— Aim of the task —
In the article on luxury handbag arbitrage below, copy word for word the passage that opens with the words containing "Luxury brands also" and closes with "HSBC data shows.".
--- begin Excerpt to read ---
Luxury brands’ new snag? Handbag arbitrage

A Kering-operated Saint Laurent store in Shanghai. Luxury brands’ first-half sales declined 5% on average in China. Photo: Raul Ariano/Bloomberg News
A Kering-operated Saint Laurent store in Shanghai. Luxury brands’ first-half sales declined 5% on average in China. Photo: Raul Ariano/Bloomberg News

Summary

It is much cheaper to buy designer goods in Europe than in China, and professional resellers are profiting from the gap. Posh labels are finding it hard to crack down.

What rational shopper would pay full price for a handbag in a luxury store when a parallel trader sells it brand new and authenticated for 30% less? Luxury companies say a weak Chinese economy is behind their slumping sales, but more might be going on than meets the eye.

China’s daigou trade, which roughly translates as “buying on behalf of," is an $81 billion business that specializes in parallel imports of everything from European luxury goods to Korean cosmetics, and even high-tech Japanese toilet seats. Regional price and tax differences make it cheaper to buy some goods outside China, which creates an arbitrage opportunity.

China is the world’s most expensive major market for the purchase of luxury goods. Shoppers pay 24% more on average in Beijing’s posh stores than they would for the exact same products in Paris, according to Bernstein analysis. The U.S. is the second-priciest market, with a 16% markup.

Daigou traders scour the world for the cheapest places to buy luxury goods. They then resell the goods back home at a discount to local prices and can juice their profits by claiming a VAT refund.

This parallel market is growing a lot faster than the luxury industry in China. Daigou sales rose 23% in the first half of this year compared with the same period of 2023, according to an analysis of top luxury brands on parallel market platforms such as DeWu by data analytics company Re-hub. Luxury brands’ sales in China slumped 5% in the first half on average, based on estimates from Bernstein luxury analyst Luca Solca.

The temptation to buy from a daigou is strong now that cautious Chinese shoppers are in a mood to save money. Based on Re-Hub’s analysis, a Moncler puffer jacket can cost about a third less from a daigou, while a Cartier Love Ring sells at a 37% discount to official prices on average.

Luxury brands also might have inadvertently pushed shoppers into the arms of daigou sellers by hiking their prices so much in recent years. Luxury prices are up 55% on average compared with 2019 levels, HSBC data shows.
--- end Excerpt to read ---
--- begin Record extracts ---
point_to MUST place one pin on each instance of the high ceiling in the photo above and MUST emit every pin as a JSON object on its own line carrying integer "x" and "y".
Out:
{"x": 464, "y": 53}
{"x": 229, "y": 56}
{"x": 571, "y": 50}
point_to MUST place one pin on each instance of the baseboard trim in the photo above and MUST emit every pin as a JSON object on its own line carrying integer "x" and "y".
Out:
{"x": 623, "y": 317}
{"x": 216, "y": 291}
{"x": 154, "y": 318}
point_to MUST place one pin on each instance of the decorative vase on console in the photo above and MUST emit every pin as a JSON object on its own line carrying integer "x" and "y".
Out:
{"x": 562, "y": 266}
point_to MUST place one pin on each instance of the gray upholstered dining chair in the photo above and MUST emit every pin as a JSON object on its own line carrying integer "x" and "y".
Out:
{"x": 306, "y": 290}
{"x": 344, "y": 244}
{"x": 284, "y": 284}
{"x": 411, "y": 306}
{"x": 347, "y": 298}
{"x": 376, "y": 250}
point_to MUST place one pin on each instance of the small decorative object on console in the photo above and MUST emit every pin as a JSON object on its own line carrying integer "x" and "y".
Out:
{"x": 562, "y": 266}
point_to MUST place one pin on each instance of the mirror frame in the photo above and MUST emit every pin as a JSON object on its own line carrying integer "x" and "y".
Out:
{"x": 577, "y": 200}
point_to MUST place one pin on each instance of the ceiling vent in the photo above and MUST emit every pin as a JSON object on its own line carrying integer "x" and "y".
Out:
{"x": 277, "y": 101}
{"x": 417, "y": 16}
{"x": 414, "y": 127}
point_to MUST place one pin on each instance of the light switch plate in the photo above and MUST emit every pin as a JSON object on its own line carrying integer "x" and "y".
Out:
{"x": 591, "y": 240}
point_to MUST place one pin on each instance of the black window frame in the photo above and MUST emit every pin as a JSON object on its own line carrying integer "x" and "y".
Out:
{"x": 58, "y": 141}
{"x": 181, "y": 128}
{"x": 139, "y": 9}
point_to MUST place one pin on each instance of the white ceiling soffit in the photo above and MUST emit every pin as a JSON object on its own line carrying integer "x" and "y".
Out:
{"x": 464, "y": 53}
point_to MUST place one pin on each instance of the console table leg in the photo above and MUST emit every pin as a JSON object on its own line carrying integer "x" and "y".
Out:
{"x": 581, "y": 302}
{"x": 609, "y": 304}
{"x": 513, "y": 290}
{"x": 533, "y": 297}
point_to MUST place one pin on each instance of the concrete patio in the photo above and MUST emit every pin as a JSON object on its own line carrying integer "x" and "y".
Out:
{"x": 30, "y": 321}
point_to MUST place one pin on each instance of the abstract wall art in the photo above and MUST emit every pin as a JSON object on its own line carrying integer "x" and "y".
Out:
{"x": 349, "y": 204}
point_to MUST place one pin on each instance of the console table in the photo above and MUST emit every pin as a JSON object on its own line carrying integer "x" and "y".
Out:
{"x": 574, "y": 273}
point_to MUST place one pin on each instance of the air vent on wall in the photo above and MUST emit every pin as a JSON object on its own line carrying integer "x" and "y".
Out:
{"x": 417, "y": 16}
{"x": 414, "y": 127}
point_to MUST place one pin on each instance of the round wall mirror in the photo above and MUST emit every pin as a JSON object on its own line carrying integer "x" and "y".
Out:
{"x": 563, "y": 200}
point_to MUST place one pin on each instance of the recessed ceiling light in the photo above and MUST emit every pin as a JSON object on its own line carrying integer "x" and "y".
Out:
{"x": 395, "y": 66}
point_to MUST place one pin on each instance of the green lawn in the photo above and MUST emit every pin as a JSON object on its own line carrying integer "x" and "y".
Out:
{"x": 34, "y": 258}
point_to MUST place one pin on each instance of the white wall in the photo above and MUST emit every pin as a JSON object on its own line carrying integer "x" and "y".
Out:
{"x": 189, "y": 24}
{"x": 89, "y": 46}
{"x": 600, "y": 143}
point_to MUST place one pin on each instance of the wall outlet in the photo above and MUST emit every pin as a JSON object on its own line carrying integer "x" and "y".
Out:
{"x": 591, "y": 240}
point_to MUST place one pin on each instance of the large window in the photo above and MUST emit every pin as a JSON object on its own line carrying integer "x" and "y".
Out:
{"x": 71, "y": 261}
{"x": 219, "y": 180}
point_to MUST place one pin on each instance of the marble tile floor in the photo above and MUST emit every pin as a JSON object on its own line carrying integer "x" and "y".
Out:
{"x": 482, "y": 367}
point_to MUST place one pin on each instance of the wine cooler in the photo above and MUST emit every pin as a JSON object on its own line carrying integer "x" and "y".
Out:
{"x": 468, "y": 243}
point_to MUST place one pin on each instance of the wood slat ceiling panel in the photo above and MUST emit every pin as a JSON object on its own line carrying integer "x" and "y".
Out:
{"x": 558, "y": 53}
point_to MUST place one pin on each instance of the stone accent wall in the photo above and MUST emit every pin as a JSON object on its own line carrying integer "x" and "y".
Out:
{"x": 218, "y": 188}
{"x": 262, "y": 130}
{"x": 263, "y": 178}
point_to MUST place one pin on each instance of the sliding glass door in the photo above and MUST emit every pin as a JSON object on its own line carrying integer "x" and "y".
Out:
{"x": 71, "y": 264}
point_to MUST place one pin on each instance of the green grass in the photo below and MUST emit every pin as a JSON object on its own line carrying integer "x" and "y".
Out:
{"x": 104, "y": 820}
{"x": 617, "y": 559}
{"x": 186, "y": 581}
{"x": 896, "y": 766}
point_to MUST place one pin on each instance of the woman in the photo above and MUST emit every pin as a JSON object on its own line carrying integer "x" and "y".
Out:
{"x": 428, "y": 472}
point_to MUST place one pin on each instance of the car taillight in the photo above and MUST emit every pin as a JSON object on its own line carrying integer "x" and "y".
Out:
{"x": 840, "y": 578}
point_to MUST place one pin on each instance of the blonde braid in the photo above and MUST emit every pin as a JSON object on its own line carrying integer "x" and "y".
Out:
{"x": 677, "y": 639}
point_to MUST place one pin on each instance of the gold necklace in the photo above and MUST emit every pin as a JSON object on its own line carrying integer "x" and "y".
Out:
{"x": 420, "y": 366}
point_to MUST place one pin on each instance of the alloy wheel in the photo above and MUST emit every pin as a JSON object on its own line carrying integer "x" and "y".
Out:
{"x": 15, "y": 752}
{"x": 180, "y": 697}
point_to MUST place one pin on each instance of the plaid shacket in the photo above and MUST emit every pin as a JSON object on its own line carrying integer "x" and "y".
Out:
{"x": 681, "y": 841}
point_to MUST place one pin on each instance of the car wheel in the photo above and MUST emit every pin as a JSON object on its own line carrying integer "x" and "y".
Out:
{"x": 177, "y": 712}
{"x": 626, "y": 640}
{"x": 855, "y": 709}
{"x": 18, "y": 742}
--- end Record extracts ---
--- begin Record extracts ---
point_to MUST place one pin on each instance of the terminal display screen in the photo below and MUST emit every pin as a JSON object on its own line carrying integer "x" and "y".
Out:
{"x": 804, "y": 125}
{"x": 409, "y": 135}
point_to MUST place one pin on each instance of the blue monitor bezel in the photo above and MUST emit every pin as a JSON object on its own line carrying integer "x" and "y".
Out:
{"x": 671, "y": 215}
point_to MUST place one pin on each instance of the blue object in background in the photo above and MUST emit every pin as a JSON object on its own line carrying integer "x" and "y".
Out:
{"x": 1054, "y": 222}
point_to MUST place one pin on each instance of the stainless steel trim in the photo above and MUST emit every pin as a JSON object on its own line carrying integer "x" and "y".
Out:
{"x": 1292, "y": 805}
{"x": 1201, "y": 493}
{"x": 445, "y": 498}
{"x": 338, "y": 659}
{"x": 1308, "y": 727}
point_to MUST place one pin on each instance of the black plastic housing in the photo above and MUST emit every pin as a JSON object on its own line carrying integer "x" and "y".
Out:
--- end Record extracts ---
— Task output —
Luxury brands also might have inadvertently pushed shoppers into the arms of daigou sellers by hiking their prices so much in recent years. Luxury prices are up 55% on average compared with 2019 levels, HSBC data shows.